Riscrivi la parte del testo sul film Dieci minuti che comincia da "Un film che" e termina con "soprattutto del quando.", scambiando "sceneggiatura" con "regia".

Estratto del testo:
++++++
Dieci minuti al giorno. Tutti i giorni. Per un mese. Dieci minuti per fare una cosa nuova, mai fatta prima. Dieci minuti fuori dai soliti schemi. Per smettere di avere paura. E tornare a vivere. 

E’ tutto qui il senso del film Dieci Minuti diretto da Maria Sole Tognazzi e da lei cosceneggiato insieme a Francesca Archibugi, e liberamente ispirato al romanzo Per dieci minuti di Chiara Gamberale.

Dieci minuti, la trama

Bianca (Barbara Ronchi) è un’aspirante scrittrice che soffre di disagio psichico. È stata lasciata da suo marito, il quale si è sentito subissato e manipolato dalla debolezza di Bianca e dalla sua continua ricerca di attenzioni. Dopo aver tentato il suicidio, Bianca è stata ricoverata in ospedale ed è stata presa in carico dalla dr.ssa Giovanna Brabanti (Margherita Buy), psichiatra psicoterapeuta di indirizzo cognitivo-comportamentale. La dott.ssa Brabanti le dà un compito: dedicherà dieci minuti ogni settimana a fare qualcosa che non abbia mai fatto in trentacinque anni. Dopo il ricovero, Bianca vive con Jasmine, una sua sorella nata da una relazione extraconiugale di suo padre e di cui, apparentemente, sua madre ignora l’esistenza.

Grazie al gioco dei dieci minuti, Bianca mette a fuoco un aspetto di sé fino ad allora recondito, quello di non essere mai stata veramente attenta agli altri. Imparerà a essere meno concentrata su sé stessa e, osservando il mondo intorno a sé, imparerà a prendersi cura degli altri e di sé stessa. L’acquisizione del principio di realtà, vero obbiettivo della terapia, la riconduce in Sicilia, dove finalmente affronterà sua madre che le rivelerà di aver sempre saputo di Jasmine e dell’infedeltà di suo marito.

Un film che promette molto
ma offre troppo poco

Nonostante l’ottima prova di Barbara Ronchi, e quella forse meno splendida, ma comunque forte e determinante, di Margherita Buy, il film non decolla del tutto, e se da un lato può contare su una valida e robusta sceneggiatura, si perde un po’ nelle trame dei personaggi, accarezzando spesso con estrema gentilezza ognuno di loro, senza tuttavia entrare nelle pieghe delle vite, delle problematiche, dei desideri e delle aspirazioni. Lo sfasamento temporale che contraddistingue la narrazione, tutta incentrata su Bianca (Ronchi), disturba un po’, i piani spesso si confondono senza alcuna indicazione chiara del dove, ma soprattutto del quando.
++++++
Voci fornite:
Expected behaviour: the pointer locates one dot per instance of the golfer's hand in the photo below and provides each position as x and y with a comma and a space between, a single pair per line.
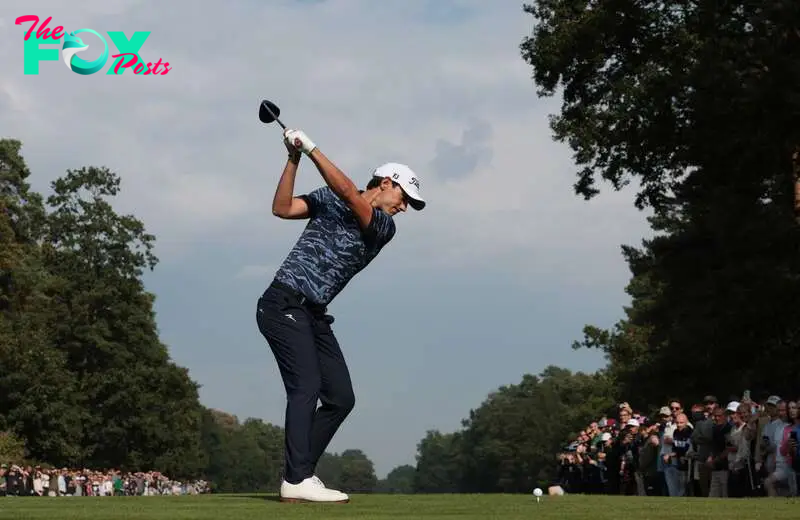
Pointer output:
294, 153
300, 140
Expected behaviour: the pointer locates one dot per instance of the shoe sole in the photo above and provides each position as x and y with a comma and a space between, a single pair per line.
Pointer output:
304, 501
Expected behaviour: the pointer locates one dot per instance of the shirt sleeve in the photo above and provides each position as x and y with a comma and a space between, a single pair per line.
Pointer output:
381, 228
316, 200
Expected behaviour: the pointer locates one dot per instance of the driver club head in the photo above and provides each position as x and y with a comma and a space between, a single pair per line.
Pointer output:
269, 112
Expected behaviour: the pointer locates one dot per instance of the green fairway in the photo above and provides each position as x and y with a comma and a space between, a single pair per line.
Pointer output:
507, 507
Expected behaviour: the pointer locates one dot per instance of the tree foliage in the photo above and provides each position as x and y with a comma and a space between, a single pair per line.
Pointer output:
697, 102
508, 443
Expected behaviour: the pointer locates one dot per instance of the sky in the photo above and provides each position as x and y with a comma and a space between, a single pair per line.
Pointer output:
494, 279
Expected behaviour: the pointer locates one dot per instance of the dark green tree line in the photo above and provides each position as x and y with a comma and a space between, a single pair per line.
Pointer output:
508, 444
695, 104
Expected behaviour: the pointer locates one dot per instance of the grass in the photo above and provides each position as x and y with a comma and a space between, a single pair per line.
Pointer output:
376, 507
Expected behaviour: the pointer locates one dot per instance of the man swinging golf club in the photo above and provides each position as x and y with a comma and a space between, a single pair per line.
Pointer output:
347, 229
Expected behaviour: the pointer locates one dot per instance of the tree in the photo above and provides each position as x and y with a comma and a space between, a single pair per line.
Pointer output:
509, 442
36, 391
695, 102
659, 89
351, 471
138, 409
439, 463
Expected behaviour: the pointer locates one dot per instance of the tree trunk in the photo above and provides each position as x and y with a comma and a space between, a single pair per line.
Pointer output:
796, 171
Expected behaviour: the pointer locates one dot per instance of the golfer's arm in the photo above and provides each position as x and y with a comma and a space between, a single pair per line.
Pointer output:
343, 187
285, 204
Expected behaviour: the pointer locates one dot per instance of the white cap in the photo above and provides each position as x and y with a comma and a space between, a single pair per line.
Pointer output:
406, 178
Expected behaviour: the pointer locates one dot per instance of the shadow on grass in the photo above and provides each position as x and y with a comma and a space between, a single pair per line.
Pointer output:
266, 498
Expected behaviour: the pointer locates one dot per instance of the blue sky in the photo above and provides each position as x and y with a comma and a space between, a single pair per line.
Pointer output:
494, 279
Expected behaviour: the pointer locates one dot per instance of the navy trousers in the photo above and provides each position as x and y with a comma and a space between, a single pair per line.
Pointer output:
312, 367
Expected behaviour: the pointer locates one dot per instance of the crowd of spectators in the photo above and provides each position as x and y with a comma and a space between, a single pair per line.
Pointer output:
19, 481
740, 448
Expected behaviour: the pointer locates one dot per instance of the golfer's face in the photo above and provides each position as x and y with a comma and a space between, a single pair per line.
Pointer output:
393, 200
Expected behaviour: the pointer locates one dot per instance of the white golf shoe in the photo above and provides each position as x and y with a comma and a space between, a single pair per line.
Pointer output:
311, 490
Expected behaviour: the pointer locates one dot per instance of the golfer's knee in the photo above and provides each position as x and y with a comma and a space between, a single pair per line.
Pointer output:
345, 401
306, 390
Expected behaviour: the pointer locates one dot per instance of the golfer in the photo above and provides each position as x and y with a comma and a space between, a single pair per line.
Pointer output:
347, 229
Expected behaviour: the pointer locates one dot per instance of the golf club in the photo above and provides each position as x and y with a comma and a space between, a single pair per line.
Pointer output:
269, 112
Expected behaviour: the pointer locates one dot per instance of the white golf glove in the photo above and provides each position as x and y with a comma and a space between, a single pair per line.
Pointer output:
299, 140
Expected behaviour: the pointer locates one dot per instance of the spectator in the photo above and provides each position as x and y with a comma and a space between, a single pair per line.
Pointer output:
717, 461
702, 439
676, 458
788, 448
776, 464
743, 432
++++++
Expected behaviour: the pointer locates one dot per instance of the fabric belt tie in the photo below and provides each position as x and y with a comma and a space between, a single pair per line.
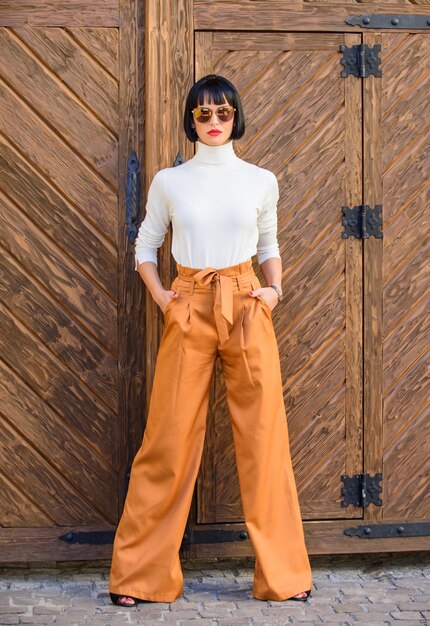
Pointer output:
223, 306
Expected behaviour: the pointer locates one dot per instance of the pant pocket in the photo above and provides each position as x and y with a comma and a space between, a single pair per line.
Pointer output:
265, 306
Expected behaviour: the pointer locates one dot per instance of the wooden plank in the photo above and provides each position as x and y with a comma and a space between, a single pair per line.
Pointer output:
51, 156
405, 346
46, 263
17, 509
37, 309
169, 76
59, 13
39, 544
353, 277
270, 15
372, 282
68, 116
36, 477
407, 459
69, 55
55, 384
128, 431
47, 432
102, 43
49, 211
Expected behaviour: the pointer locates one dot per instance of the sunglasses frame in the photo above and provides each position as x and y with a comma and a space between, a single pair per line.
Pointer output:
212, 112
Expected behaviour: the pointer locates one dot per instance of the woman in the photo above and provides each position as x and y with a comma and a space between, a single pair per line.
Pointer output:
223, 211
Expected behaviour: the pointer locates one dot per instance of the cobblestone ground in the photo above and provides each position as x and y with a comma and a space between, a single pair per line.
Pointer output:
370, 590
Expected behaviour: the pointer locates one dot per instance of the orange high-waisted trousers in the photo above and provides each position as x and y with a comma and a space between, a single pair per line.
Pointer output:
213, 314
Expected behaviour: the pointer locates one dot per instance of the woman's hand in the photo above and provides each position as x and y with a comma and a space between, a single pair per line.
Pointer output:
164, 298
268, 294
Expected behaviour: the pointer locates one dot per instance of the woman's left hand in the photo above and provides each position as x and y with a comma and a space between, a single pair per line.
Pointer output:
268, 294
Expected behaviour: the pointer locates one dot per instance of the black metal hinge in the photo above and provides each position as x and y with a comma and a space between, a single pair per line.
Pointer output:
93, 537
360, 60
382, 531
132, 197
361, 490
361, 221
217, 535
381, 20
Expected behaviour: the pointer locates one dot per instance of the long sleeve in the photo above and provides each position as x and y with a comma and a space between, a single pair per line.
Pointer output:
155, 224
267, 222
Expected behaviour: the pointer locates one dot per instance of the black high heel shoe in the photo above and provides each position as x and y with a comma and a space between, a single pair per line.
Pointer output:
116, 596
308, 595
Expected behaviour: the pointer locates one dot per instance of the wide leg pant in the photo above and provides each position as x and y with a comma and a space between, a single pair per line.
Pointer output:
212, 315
++++++
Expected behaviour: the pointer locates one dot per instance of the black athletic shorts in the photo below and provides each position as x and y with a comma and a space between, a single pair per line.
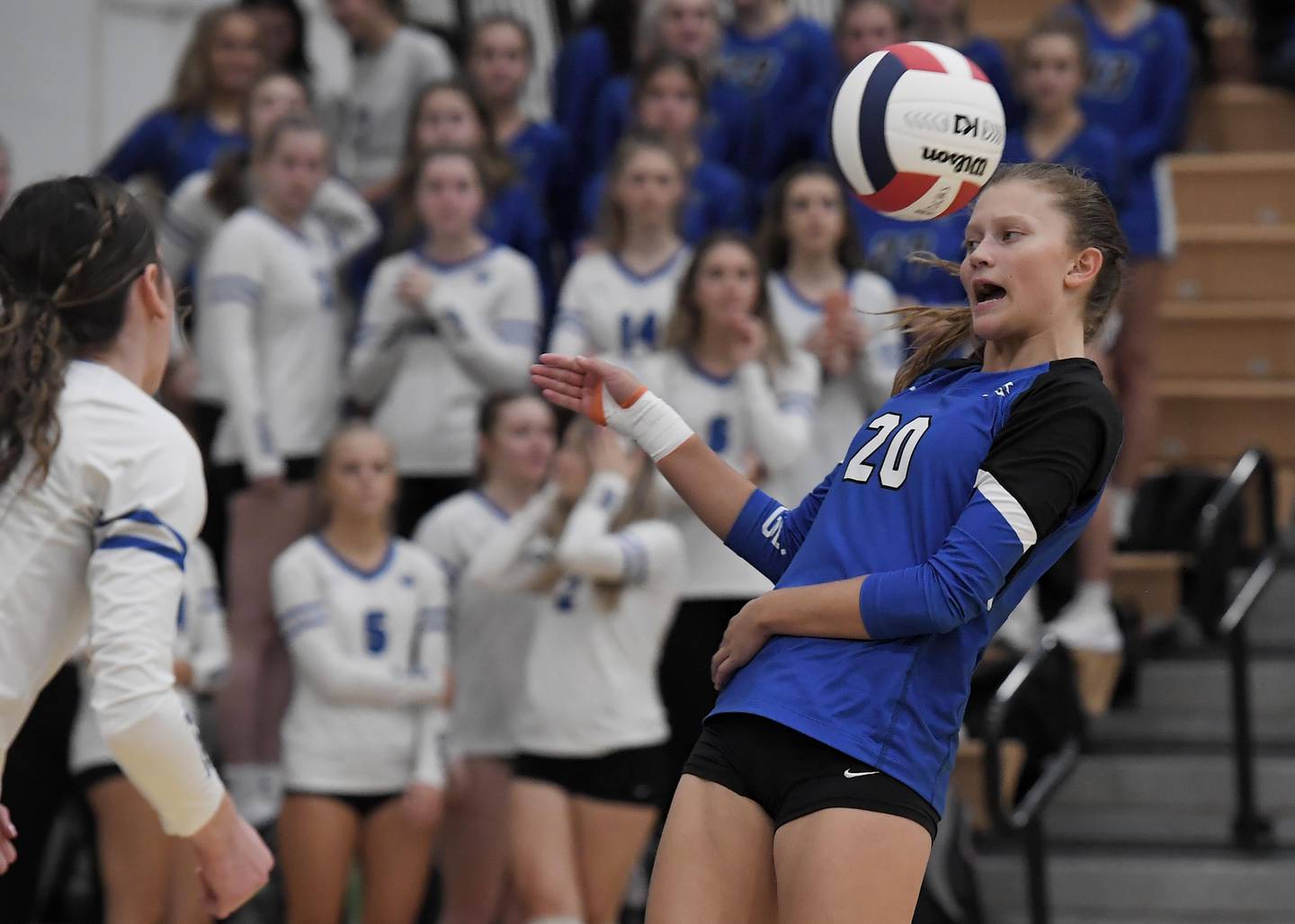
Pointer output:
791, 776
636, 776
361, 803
++++++
Risposta all'esercizio:
Un film che promette molto
ma offre troppo poco

Nonostante l’ottima prova di Barbara Ronchi, e quella forse meno splendida, ma comunque forte e determinante, di Margherita Buy, il film non decolla del tutto, e se da un lato può contare su una valida e robusta regia, si perde un po’ nelle trame dei personaggi, accarezzando spesso con estrema gentilezza ognuno di loro, senza tuttavia entrare nelle pieghe delle vite, delle problematiche, dei desideri e delle aspirazioni. Lo sfasamento temporale che contraddistingue la narrazione, tutta incentrata su Bianca (Ronchi), disturba un po’, i piani spesso si confondono senza alcuna indicazione chiara del dove, ma soprattutto del quando.